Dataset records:
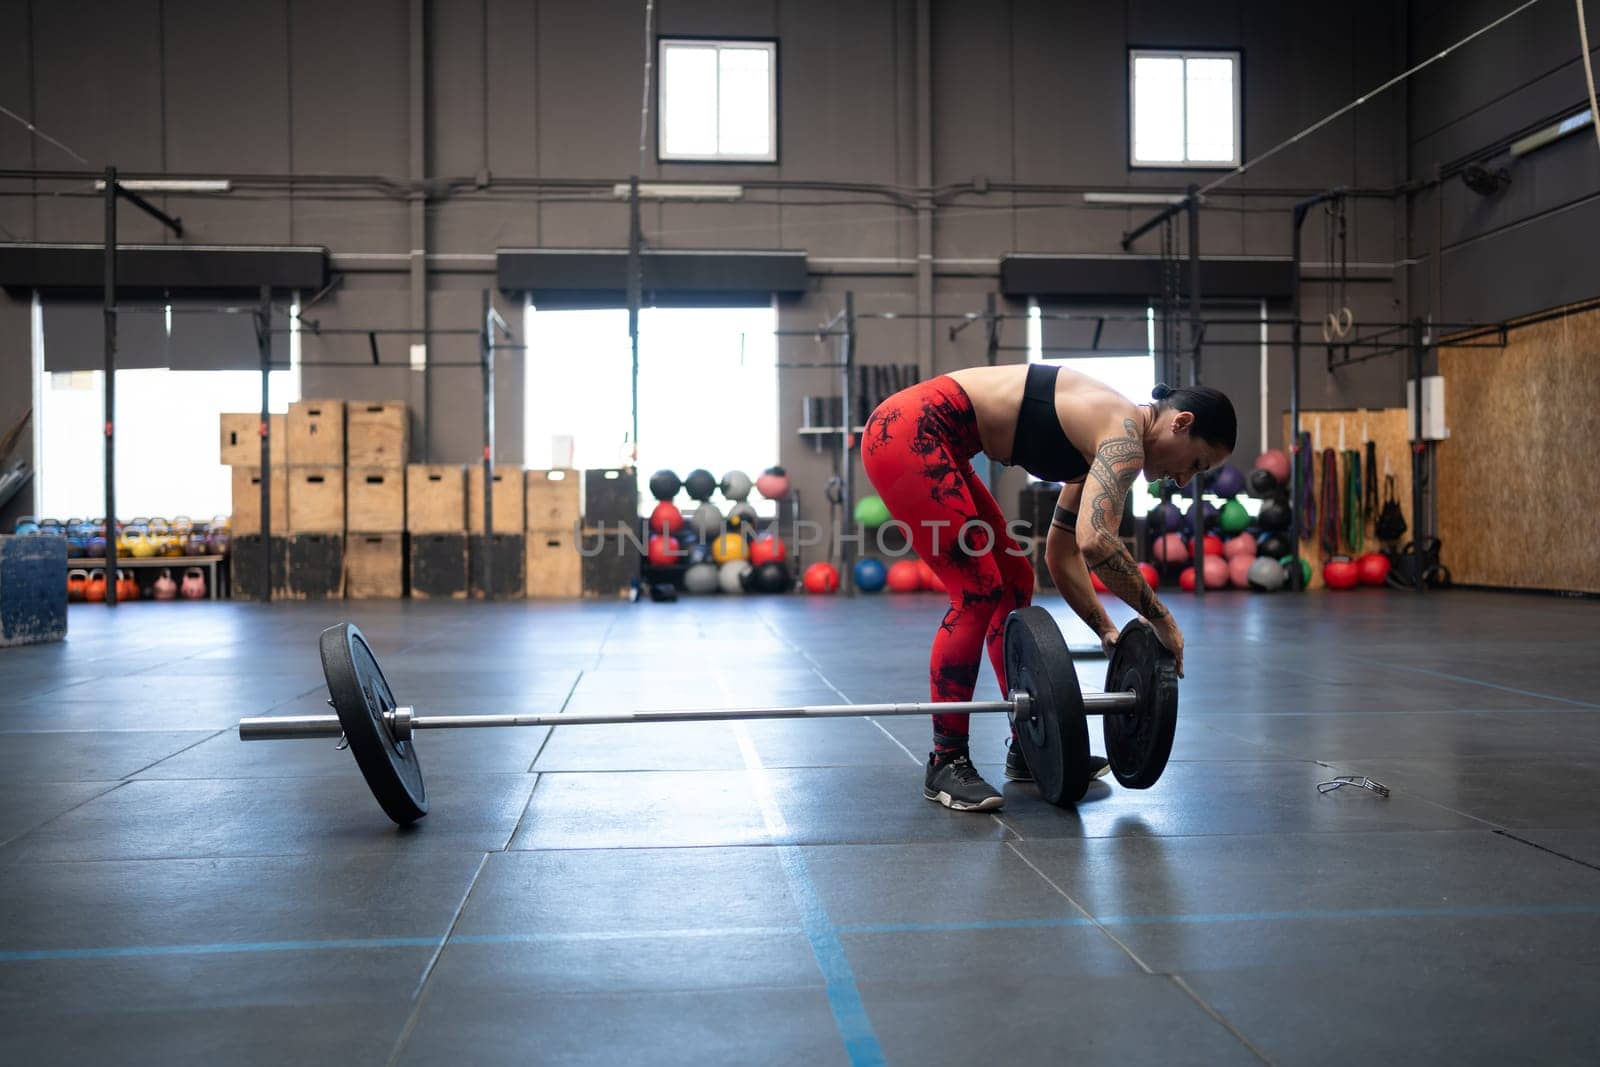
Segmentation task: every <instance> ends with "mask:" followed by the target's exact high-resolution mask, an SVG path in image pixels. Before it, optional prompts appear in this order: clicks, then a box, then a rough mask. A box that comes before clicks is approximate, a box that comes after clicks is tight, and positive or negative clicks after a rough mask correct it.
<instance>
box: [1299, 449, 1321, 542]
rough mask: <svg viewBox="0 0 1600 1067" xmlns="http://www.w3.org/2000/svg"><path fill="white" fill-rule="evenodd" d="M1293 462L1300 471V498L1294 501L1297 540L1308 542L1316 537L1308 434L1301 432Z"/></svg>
mask: <svg viewBox="0 0 1600 1067" xmlns="http://www.w3.org/2000/svg"><path fill="white" fill-rule="evenodd" d="M1294 462H1296V464H1299V470H1301V498H1299V499H1298V501H1294V510H1296V512H1299V539H1301V541H1310V539H1312V537H1315V536H1317V477H1315V456H1312V451H1310V434H1307V432H1304V430H1302V432H1301V435H1299V446H1298V448H1296V450H1294Z"/></svg>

> _Work task_
Copy, character for character, the lines from the line that holds "box: [1299, 449, 1321, 542]" through the final line of the records above.

> _Output for this exercise_
box: [1299, 449, 1321, 542]
rough mask: <svg viewBox="0 0 1600 1067" xmlns="http://www.w3.org/2000/svg"><path fill="white" fill-rule="evenodd" d="M1293 462L1300 471V498L1294 501L1297 540L1308 542L1316 537L1308 434L1301 432Z"/></svg>
mask: <svg viewBox="0 0 1600 1067" xmlns="http://www.w3.org/2000/svg"><path fill="white" fill-rule="evenodd" d="M1294 462H1296V464H1299V470H1301V498H1299V499H1298V501H1294V510H1296V512H1299V539H1301V541H1310V539H1312V537H1315V536H1317V477H1315V456H1312V451H1310V434H1307V432H1304V430H1302V432H1301V435H1299V446H1298V448H1296V450H1294Z"/></svg>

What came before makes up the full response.